-- Given task --
Rescale the data from the line containing "Review step: verify that every instance of the paving" through the end of the data: rewrite every one of those lines, requests included, with each x and y point coordinate in the answers multiplied by 0.2 and rounded to the nearest whole number, halves rounding up. Return only those lines.

-- Material provided --

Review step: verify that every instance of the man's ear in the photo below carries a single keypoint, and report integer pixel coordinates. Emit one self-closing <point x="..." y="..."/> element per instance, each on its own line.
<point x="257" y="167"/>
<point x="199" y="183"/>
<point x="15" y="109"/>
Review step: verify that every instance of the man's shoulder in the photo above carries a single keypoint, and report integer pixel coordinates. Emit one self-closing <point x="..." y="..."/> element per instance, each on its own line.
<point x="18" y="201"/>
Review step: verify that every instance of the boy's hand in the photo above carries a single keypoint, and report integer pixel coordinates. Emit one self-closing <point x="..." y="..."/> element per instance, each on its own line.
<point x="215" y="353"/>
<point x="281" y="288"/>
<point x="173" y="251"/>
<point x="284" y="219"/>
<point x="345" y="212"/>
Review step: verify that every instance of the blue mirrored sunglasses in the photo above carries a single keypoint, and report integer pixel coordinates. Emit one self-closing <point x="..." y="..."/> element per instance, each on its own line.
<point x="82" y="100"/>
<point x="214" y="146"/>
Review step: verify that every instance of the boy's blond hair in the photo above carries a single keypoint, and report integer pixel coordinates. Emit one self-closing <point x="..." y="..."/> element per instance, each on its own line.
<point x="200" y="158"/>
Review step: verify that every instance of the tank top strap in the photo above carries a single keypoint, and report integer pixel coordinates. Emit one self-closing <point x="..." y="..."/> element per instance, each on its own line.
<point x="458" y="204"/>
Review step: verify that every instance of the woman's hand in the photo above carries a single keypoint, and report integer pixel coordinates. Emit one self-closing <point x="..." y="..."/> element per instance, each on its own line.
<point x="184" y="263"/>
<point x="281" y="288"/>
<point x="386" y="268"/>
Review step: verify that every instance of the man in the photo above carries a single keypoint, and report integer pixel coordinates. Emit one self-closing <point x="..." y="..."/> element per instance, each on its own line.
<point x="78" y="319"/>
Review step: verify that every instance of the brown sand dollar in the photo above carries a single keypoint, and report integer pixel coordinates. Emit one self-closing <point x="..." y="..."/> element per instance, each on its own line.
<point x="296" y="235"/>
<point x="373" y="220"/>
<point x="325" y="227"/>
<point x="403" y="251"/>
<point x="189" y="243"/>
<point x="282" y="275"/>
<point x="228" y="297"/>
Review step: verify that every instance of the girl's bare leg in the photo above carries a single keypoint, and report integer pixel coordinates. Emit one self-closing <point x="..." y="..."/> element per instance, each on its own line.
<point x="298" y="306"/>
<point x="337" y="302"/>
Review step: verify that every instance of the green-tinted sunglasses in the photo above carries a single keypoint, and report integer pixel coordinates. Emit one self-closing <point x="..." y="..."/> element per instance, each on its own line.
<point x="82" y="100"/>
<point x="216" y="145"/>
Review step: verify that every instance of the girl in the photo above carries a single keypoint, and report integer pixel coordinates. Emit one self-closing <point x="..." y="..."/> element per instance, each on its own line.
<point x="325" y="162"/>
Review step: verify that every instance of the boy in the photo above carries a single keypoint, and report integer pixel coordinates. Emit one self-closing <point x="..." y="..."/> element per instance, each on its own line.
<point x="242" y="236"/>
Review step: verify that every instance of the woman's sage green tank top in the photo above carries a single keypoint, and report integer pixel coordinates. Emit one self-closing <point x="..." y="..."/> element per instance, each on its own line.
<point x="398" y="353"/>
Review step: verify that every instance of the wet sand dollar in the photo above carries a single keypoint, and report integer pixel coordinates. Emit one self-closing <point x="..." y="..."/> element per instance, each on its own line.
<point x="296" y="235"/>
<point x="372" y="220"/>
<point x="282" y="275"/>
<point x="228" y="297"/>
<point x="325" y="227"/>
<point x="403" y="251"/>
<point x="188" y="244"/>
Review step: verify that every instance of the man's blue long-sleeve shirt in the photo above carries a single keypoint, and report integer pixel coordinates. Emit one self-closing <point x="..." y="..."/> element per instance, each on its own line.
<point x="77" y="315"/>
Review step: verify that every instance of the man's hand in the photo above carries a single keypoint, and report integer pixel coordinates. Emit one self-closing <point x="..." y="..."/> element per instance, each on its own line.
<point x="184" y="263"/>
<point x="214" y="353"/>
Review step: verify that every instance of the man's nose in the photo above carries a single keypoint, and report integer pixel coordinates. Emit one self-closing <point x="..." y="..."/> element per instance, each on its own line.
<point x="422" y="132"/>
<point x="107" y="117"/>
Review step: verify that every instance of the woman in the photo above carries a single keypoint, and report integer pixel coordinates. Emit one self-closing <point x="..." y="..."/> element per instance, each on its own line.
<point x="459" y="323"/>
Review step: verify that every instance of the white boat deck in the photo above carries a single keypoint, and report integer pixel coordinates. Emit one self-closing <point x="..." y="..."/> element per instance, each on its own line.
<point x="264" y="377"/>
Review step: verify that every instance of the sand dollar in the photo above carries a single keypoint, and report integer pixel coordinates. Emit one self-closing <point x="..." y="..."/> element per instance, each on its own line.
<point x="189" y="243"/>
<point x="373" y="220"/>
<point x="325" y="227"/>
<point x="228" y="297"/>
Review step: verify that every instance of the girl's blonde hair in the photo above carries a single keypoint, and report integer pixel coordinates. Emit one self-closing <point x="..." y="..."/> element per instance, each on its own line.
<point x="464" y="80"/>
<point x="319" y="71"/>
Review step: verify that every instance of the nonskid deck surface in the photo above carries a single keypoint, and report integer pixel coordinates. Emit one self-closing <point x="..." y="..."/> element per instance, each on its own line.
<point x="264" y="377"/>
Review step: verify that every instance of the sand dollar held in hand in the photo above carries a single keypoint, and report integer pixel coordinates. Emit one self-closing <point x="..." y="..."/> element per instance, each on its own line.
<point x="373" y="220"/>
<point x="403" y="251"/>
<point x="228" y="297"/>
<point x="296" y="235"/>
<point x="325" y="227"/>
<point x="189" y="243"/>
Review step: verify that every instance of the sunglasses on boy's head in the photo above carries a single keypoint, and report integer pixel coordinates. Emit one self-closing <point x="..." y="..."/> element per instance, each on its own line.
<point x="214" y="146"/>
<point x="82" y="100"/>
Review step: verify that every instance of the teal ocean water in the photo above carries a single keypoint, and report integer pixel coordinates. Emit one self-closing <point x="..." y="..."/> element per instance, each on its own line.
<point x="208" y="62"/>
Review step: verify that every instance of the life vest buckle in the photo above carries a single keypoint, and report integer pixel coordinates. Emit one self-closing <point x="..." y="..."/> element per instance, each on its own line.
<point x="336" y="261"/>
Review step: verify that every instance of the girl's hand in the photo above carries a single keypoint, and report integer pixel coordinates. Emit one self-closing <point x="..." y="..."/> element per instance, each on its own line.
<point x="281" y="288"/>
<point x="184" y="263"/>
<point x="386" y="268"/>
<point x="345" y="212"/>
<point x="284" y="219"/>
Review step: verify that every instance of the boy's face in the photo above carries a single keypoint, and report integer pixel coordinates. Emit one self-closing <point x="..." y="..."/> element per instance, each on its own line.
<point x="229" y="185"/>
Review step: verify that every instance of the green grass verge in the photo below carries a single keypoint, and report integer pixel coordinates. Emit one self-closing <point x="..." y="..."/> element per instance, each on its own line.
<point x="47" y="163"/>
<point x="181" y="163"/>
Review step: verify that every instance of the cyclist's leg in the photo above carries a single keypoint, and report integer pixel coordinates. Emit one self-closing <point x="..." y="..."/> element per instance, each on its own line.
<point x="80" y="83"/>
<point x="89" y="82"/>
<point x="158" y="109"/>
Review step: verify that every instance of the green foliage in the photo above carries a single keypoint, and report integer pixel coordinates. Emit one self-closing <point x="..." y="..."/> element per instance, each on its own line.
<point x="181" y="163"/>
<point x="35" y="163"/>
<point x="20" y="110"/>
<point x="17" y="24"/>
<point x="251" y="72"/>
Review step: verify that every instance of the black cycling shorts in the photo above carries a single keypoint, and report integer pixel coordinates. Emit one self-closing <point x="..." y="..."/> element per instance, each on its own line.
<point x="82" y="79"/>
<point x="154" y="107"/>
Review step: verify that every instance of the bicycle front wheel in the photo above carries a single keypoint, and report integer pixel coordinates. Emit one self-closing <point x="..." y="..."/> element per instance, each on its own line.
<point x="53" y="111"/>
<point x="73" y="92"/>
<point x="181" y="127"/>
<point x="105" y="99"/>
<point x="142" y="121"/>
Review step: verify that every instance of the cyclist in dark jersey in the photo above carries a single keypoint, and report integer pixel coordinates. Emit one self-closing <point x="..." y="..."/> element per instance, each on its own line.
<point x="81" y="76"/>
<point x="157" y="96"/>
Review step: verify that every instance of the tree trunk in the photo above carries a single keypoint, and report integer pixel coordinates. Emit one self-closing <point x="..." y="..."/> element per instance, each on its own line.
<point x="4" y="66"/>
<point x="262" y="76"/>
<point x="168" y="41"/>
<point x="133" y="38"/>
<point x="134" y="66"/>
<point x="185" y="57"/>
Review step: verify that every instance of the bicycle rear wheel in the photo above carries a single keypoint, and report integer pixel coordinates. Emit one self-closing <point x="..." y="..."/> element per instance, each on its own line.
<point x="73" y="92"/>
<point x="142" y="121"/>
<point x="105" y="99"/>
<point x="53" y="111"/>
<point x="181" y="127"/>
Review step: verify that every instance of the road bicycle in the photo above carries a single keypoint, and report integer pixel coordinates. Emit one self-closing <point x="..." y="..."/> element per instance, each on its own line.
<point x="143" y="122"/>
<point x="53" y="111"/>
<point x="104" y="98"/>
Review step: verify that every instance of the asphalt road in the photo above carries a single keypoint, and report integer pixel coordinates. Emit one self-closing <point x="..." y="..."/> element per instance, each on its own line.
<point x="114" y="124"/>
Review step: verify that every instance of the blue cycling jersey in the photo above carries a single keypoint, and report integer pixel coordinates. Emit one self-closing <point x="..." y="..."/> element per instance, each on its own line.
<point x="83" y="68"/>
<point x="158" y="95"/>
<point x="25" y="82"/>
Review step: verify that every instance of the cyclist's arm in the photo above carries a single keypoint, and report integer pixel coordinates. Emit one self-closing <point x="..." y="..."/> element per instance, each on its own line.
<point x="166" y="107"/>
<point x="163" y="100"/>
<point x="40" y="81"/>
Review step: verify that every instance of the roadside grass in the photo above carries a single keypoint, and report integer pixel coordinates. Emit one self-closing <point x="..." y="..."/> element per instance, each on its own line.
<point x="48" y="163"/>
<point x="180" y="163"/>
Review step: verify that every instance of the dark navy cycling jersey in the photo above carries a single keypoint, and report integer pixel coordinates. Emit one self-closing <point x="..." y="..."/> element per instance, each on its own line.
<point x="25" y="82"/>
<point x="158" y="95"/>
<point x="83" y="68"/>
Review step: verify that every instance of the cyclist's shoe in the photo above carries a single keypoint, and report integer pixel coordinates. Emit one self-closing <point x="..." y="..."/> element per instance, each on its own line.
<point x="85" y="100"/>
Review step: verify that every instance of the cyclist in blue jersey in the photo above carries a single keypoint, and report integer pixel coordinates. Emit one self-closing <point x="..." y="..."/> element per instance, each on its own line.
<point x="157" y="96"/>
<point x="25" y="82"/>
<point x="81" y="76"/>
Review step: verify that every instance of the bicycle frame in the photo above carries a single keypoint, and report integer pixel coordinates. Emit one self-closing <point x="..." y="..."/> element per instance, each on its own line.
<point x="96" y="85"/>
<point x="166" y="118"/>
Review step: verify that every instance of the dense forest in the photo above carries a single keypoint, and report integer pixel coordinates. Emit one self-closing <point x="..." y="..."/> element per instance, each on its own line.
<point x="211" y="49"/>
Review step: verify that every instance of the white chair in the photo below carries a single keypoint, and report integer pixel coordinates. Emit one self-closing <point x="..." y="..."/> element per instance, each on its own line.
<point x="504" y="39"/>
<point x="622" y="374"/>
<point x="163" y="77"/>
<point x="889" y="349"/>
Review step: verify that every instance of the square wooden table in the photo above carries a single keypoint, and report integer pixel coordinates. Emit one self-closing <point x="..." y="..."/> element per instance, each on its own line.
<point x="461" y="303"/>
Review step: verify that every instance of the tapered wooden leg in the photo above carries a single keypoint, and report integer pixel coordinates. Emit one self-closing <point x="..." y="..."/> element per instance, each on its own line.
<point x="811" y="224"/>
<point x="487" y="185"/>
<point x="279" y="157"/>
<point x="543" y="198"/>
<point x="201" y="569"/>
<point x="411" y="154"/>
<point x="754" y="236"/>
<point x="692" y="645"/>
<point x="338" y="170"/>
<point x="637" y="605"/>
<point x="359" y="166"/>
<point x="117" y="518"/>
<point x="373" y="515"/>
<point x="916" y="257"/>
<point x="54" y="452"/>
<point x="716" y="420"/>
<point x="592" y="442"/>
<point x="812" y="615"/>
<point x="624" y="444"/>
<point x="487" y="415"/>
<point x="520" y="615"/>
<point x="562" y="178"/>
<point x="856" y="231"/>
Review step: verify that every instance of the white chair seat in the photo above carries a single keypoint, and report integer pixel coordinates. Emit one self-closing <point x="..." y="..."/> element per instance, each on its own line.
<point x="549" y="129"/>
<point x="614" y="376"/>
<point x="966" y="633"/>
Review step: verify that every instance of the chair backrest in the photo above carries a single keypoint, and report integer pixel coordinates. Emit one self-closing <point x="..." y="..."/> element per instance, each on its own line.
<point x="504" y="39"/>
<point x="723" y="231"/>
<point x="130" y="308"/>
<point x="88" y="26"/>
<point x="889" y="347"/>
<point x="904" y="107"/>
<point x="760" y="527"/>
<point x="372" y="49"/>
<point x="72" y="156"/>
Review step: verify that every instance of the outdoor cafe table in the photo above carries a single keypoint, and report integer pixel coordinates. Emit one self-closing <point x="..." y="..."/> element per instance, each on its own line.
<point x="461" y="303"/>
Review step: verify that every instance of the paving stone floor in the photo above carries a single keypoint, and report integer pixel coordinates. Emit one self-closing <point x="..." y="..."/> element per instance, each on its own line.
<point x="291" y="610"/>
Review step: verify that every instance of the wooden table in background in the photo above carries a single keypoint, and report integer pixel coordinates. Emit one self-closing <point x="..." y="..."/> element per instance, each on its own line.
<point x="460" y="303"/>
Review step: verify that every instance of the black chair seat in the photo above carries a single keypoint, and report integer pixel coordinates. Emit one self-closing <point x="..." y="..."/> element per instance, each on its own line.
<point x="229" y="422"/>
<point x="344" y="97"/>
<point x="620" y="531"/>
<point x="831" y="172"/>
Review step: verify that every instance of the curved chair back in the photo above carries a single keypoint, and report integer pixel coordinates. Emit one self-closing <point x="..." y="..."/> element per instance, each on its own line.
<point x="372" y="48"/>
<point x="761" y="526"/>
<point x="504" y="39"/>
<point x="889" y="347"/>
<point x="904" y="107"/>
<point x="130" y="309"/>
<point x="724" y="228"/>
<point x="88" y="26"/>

-- Exercise output --
Review step: verify that every instance of the paving stone floor in the photo above carries a single keypoint, and report integer pixel coordinates. Emit one self-closing <point x="..." y="..."/> element per instance, each on its own line.
<point x="58" y="122"/>
Review step: verify that every instance of the wooden table in background in the photo above carries a single keypoint, and report integer pixel coordinates. Emit one self-closing <point x="..." y="..."/> element per instance, each on its own line.
<point x="92" y="61"/>
Review step: verify that every instance of the black chair seat in the photo above carries a single keypoint, and report integer pixel coordinates. Emit one self-closing <point x="..." y="..."/> element per instance, each on its own line.
<point x="46" y="84"/>
<point x="69" y="19"/>
<point x="124" y="106"/>
<point x="166" y="34"/>
Review step: verify that every instance of the curved chair back in the photo above carries a single keypoint, and report integer pixel coordinates. Emit one self-closing <point x="..." y="..."/> element per instance, each on its own line.
<point x="74" y="10"/>
<point x="152" y="105"/>
<point x="101" y="8"/>
<point x="178" y="69"/>
<point x="181" y="21"/>
<point x="26" y="62"/>
<point x="145" y="46"/>
<point x="18" y="5"/>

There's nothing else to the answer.